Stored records
════════════════
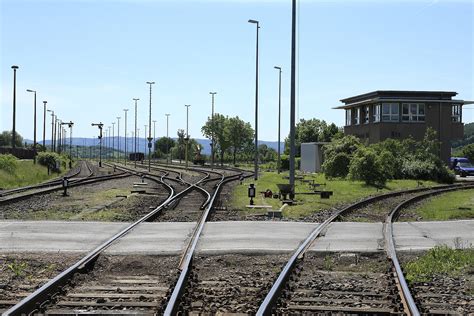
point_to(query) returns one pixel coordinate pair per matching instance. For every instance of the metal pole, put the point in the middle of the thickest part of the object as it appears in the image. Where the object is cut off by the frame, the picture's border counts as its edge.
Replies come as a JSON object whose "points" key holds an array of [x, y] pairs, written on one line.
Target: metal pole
{"points": [[125, 160], [113, 140], [167, 139], [256, 103], [135, 135], [118, 138], [149, 132], [292, 100], [44, 124], [187, 133], [279, 117], [212, 131], [34, 125], [14, 106], [154, 135]]}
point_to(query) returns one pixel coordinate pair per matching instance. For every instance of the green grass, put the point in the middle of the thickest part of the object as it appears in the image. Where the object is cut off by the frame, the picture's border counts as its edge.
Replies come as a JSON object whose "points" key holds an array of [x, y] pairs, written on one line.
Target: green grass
{"points": [[345, 191], [449, 206], [27, 173], [441, 260]]}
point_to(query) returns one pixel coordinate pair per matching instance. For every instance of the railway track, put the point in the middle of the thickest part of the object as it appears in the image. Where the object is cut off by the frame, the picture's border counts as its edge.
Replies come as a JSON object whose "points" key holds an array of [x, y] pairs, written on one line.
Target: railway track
{"points": [[348, 284], [92, 285]]}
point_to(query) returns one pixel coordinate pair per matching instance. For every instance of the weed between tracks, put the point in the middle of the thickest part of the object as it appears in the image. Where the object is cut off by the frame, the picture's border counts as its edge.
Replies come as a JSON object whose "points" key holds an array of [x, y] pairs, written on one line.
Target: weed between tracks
{"points": [[344, 192]]}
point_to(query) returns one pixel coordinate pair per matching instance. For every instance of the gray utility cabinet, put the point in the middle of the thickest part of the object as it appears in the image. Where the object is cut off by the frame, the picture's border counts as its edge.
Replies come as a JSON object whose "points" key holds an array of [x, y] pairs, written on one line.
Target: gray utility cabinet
{"points": [[312, 156]]}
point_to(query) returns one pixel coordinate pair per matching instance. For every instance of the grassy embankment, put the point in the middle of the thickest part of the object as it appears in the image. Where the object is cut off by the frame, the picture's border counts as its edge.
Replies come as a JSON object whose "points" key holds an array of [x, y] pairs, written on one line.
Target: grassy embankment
{"points": [[345, 191], [449, 206], [25, 174]]}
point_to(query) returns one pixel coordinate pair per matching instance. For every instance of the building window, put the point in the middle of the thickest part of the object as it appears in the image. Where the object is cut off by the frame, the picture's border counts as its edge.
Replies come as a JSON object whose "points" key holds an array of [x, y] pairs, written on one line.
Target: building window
{"points": [[348, 117], [413, 112], [357, 116], [377, 113], [390, 112], [456, 113]]}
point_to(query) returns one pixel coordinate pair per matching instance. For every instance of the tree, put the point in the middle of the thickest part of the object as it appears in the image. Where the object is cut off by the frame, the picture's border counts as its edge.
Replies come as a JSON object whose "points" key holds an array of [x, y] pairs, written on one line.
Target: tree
{"points": [[217, 129], [6, 139], [238, 133], [162, 145], [312, 130]]}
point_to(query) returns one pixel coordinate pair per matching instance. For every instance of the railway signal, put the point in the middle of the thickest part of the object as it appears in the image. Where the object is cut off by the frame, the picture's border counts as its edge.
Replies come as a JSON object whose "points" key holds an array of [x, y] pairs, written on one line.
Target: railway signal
{"points": [[100, 126]]}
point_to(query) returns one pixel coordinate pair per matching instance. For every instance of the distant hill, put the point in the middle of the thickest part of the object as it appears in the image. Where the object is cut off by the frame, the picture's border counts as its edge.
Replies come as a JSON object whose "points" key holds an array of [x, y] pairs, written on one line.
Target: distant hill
{"points": [[142, 143]]}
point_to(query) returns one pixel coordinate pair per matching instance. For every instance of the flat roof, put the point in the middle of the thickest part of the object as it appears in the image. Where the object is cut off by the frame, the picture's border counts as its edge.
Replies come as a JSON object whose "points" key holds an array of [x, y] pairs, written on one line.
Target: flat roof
{"points": [[401, 100], [401, 94]]}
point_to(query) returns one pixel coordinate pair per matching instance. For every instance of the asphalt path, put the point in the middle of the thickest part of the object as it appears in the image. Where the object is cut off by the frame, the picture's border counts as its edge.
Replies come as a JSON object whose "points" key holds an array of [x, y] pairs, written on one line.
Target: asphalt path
{"points": [[227, 237]]}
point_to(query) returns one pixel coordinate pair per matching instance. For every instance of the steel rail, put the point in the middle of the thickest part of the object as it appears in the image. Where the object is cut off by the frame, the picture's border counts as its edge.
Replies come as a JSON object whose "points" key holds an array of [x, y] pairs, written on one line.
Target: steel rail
{"points": [[185, 266], [271, 298], [390, 243], [35, 301]]}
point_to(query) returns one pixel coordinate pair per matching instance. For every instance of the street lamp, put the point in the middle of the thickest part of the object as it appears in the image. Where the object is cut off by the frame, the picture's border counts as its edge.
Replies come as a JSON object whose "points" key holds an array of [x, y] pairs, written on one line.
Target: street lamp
{"points": [[118, 137], [154, 135], [167, 138], [135, 135], [69, 124], [256, 102], [149, 132], [113, 140], [34, 124], [100, 126], [44, 124], [279, 115], [125, 110], [52, 128], [187, 133], [212, 130], [14, 106]]}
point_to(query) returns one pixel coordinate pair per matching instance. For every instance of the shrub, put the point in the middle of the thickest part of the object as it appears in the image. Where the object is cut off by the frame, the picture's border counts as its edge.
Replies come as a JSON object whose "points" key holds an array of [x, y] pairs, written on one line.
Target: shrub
{"points": [[51, 160], [367, 166], [337, 166], [8, 163]]}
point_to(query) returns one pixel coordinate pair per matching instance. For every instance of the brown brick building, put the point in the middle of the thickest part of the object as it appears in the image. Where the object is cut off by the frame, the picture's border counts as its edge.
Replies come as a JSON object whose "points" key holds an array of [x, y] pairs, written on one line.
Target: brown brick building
{"points": [[386, 114]]}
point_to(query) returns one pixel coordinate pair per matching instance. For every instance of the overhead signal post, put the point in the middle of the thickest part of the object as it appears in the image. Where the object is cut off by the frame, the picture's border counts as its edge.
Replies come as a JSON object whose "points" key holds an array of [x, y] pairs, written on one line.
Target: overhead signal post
{"points": [[100, 126]]}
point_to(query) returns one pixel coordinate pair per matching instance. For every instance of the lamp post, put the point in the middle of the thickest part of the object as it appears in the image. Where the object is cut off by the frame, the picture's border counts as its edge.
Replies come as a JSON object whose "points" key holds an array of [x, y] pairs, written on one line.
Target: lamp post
{"points": [[212, 131], [256, 102], [52, 128], [154, 135], [34, 124], [14, 106], [144, 150], [125, 160], [167, 138], [279, 115], [135, 135], [100, 126], [118, 137], [187, 133], [108, 146], [113, 140], [44, 124], [149, 129], [292, 100], [69, 124]]}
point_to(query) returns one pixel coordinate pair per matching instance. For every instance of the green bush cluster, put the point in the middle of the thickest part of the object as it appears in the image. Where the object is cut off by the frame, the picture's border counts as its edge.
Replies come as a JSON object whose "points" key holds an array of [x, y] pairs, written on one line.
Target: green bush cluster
{"points": [[8, 163], [390, 159], [52, 160]]}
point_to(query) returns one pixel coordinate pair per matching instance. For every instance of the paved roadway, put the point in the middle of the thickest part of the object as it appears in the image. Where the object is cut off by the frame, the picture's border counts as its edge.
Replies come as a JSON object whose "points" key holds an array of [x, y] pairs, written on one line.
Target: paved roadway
{"points": [[219, 237]]}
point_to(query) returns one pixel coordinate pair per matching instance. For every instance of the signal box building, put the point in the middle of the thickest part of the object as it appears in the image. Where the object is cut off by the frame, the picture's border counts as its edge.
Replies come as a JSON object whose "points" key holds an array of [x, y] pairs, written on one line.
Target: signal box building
{"points": [[378, 115]]}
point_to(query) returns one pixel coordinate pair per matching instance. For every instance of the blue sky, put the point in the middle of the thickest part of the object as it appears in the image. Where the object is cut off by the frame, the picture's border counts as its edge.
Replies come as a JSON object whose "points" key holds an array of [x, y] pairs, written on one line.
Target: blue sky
{"points": [[90, 58]]}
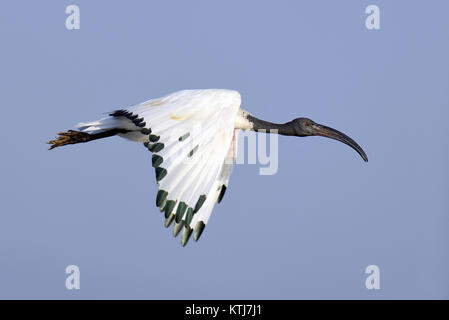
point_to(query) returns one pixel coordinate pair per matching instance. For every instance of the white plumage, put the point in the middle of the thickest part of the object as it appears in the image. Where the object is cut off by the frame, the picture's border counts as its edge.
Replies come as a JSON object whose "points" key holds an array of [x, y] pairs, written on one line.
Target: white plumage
{"points": [[194, 145], [193, 137]]}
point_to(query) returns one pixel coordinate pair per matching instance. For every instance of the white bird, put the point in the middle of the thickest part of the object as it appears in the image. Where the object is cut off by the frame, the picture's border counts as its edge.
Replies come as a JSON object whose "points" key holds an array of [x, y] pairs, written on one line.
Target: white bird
{"points": [[193, 137]]}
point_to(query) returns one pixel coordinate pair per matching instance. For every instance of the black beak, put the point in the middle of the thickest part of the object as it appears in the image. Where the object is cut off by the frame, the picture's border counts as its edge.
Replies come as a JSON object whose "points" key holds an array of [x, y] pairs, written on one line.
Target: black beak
{"points": [[320, 130]]}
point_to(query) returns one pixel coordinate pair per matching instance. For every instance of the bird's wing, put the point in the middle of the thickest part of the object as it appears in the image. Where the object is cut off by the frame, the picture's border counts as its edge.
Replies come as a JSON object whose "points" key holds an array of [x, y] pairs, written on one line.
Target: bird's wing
{"points": [[190, 134]]}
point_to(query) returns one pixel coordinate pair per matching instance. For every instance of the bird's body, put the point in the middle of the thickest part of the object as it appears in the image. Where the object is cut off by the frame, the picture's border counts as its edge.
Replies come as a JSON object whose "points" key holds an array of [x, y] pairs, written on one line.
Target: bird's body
{"points": [[193, 137]]}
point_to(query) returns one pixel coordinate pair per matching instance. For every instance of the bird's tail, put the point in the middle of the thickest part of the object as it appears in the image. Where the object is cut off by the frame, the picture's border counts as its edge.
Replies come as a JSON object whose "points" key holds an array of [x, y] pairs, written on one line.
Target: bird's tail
{"points": [[73, 137]]}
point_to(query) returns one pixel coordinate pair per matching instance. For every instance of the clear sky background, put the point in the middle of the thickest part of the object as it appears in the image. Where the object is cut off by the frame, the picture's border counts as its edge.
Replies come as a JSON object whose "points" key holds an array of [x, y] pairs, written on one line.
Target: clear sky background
{"points": [[307, 232]]}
════════════════
# [Exercise objective]
For this task, write out exactly the lines of the entries above, starting at the line with "Target: white plumage" and ending at the line with "white bird, put", both included, and no others.

# [Written answer]
Target: white plumage
{"points": [[194, 145], [193, 137]]}
point_to(query) returns one pixel coordinate pair per matching instance. For every instance of the white bird, put the point in the middle of the thickest part of the object as it appears in the image. Where the object is cut off by the frame, the picture's border counts as its edge.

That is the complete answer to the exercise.